#### [CONSIGNE 1]
D'après l'article sur l'Orchestre Poly-Rythmo de Cotonou, à combien de morceaux estime-t-on le patrimoine du groupe ?
#### [CONSIGNE 2]
Poursuivez l'article sur l'Orchestre Poly-Rythmo de Cotonou après sa dernière phrase.

-------- TEXTE CHOISI --------

Angers
L’Orchestre Poly-Rythmo de Cotonou au Chabada à Angers le 26 Avril
L’Orchestre Poly-Rythmo de Cotonou débarque le mardi 26 Avril au Chabada d’Angers
Le dimanche à Cotonou est un jour de mariage sonore. Dans la capitale économique béninoise, les messes et les promesses s’échangent avec la bénédiction des couvents vaudous.
Au Bénin, comme chez les cousins haïtiens, de la Santeria cubaine ou du Candomblé brésilien, les affaires de culte restent perméables et visibles. Un trésor restait pourtant caché à Cotonou. Le Tout Puissant Orchestre Poly Rythmo qui marie depuis les années 60 et 70 funk, soul, ou afrobeat, avec les rythmiques vaudoues issues de cette petite langue de terre chargée d’esprits.
Après avoir accompagné les plus grands (Manu Dibango, Myriam Makeba, Angelique Kidjo,FELA, Bembeya Jazz, Tidiani Koné, Gnonnas Pedro, …), l’orchestre goûte aujourd’hui aux délices d’un buzz occidental, qui rend hommage à sa pléthorique discographie, qui avait jadis tapé dans l’oreille de Fela lui-même.
La perspicacité de quelques collectionneurs de vinyles et autres aficionados de soul africaine a suffi à redonner une aura internationale à une infime partie de leur patrimoine que l’on estime à plus de 500 morceaux. Il y eut d’abord le label américain LuakaBop de David Byrne, qui piocha un titre de cet orchestre magique au son distordu, avant d’être suivi par les anglais Soundway, et enfin le label allemand Analog Africa.
Et si aujourd’hui, les vinyles collectors de ces papis afro-funky s’arrachent sur internet pour des centaines d’euros, c’est bien parce que ces vétérans firent la renommée des nuits africaines au Canne à Sucre, au Zénith ou sur la scène du cinéma Vogue. Durant les jeunes années du Bénin indépendant, le groupe donnait de la voix pour soutenir le « patriotisme cru » du régime marxiste, en admettant toutefois fréquenter plus les œuvres de James Brown, de Dalida ou de Johnny Hallyday que celles de Marx et Lénine. Véritable gloire nationale entre 72 et 90 sous le règne du président Kérékou, dont la politique fut taxée de « laxismebéninisme », le Poly Rythmo s’exportait alors dans toute la région.

-------- LIGNES DE DONNÉES --------

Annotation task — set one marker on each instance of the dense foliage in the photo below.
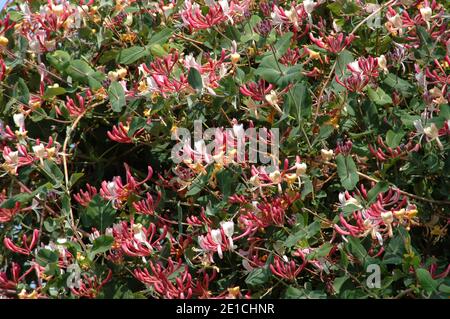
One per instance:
(93, 203)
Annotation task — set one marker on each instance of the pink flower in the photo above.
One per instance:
(117, 191)
(287, 269)
(91, 287)
(85, 197)
(147, 206)
(137, 240)
(26, 248)
(333, 43)
(179, 288)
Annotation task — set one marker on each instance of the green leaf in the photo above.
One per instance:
(53, 172)
(339, 282)
(274, 72)
(344, 58)
(59, 59)
(425, 280)
(22, 198)
(102, 244)
(381, 187)
(51, 92)
(257, 277)
(296, 293)
(195, 79)
(74, 178)
(393, 139)
(283, 44)
(116, 95)
(161, 37)
(82, 72)
(394, 251)
(99, 214)
(397, 83)
(378, 96)
(300, 101)
(357, 249)
(46, 256)
(325, 131)
(347, 171)
(131, 55)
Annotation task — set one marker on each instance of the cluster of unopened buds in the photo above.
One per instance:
(90, 287)
(6, 214)
(219, 240)
(384, 152)
(159, 77)
(288, 269)
(264, 92)
(429, 14)
(42, 29)
(294, 19)
(136, 240)
(265, 212)
(431, 132)
(363, 71)
(218, 13)
(379, 218)
(120, 134)
(261, 179)
(26, 248)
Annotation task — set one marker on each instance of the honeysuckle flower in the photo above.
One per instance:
(272, 99)
(19, 121)
(300, 169)
(426, 13)
(326, 155)
(382, 63)
(309, 6)
(39, 152)
(432, 133)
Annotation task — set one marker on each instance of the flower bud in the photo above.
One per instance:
(300, 168)
(39, 150)
(426, 13)
(326, 154)
(3, 41)
(228, 228)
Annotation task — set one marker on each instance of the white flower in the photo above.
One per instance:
(387, 217)
(112, 187)
(300, 168)
(228, 228)
(272, 99)
(275, 177)
(19, 120)
(39, 150)
(112, 76)
(382, 63)
(129, 20)
(350, 201)
(216, 236)
(12, 158)
(309, 6)
(431, 131)
(419, 127)
(326, 154)
(255, 181)
(238, 130)
(425, 12)
(336, 27)
(396, 21)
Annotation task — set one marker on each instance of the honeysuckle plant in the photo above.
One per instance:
(96, 95)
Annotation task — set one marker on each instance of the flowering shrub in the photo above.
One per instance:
(350, 96)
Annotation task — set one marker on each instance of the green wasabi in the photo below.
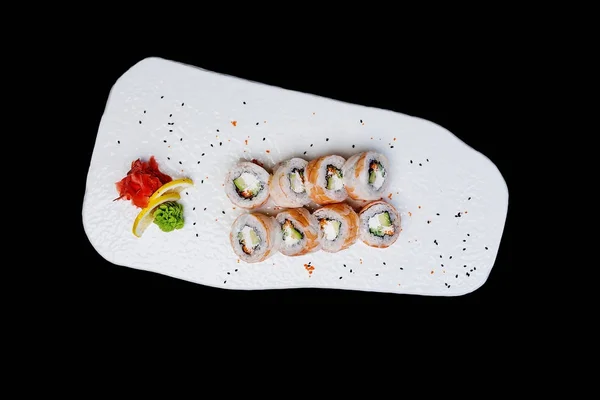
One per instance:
(169, 216)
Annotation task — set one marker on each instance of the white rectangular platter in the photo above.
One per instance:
(197, 123)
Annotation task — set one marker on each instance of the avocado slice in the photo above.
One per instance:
(336, 227)
(377, 232)
(372, 177)
(254, 238)
(240, 184)
(384, 219)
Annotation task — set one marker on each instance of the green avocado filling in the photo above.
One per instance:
(248, 238)
(376, 174)
(247, 185)
(297, 180)
(334, 178)
(381, 225)
(291, 235)
(169, 216)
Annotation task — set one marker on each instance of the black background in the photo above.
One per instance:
(461, 91)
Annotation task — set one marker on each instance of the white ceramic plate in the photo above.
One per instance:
(452, 200)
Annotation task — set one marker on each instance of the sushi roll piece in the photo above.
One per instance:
(287, 187)
(300, 232)
(255, 237)
(325, 180)
(366, 176)
(379, 224)
(339, 224)
(247, 185)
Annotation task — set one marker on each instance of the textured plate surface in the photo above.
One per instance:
(197, 123)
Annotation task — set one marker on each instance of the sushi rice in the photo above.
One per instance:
(287, 188)
(366, 176)
(300, 232)
(247, 185)
(325, 180)
(379, 224)
(339, 224)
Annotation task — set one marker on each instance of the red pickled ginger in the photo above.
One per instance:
(142, 180)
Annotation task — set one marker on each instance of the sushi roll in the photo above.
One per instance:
(366, 176)
(339, 224)
(325, 180)
(255, 237)
(287, 187)
(300, 232)
(247, 185)
(379, 224)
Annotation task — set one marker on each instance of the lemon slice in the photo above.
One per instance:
(174, 186)
(146, 216)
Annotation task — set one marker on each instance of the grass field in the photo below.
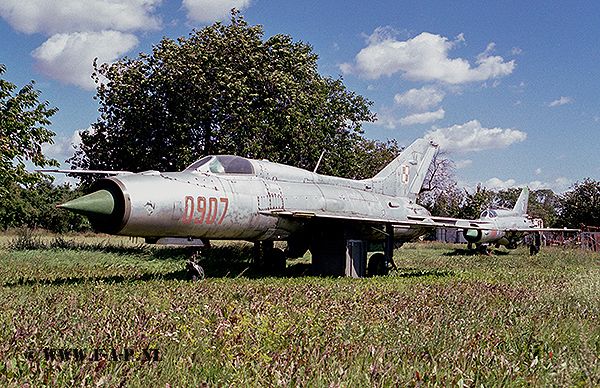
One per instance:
(101, 312)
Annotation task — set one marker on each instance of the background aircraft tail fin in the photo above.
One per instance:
(404, 176)
(521, 205)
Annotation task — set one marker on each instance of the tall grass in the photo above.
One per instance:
(444, 318)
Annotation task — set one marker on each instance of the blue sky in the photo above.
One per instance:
(509, 88)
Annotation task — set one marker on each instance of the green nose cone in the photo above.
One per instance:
(98, 203)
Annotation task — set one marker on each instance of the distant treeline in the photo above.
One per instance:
(35, 207)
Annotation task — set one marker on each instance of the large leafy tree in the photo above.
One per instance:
(23, 130)
(223, 90)
(580, 205)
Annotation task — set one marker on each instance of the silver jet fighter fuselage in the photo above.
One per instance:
(229, 197)
(505, 226)
(232, 198)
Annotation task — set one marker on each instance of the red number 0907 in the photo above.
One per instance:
(205, 209)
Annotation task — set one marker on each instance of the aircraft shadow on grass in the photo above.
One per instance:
(474, 252)
(218, 262)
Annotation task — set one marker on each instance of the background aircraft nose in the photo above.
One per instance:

--------

#### [CORRIGÉ 1]
On l'estime à plus de 500 morceaux.

#### [CORRIGÉ 2]
« On écoutait de tout, variété française, congolaise, cubaine, du funk, de la soul et même de la musique arabophone puisque lorsqu’il y avait une visite officielle d’un pays arabe au Bénin, il fallait jouait le répertoire de leur terroir. Même Sékou Touré, le président guinéen, avait été surpris de voir comment on reprenait les tubes de son Bembeya Jazz national !», rappelle Bentho Gustave, le bassiste.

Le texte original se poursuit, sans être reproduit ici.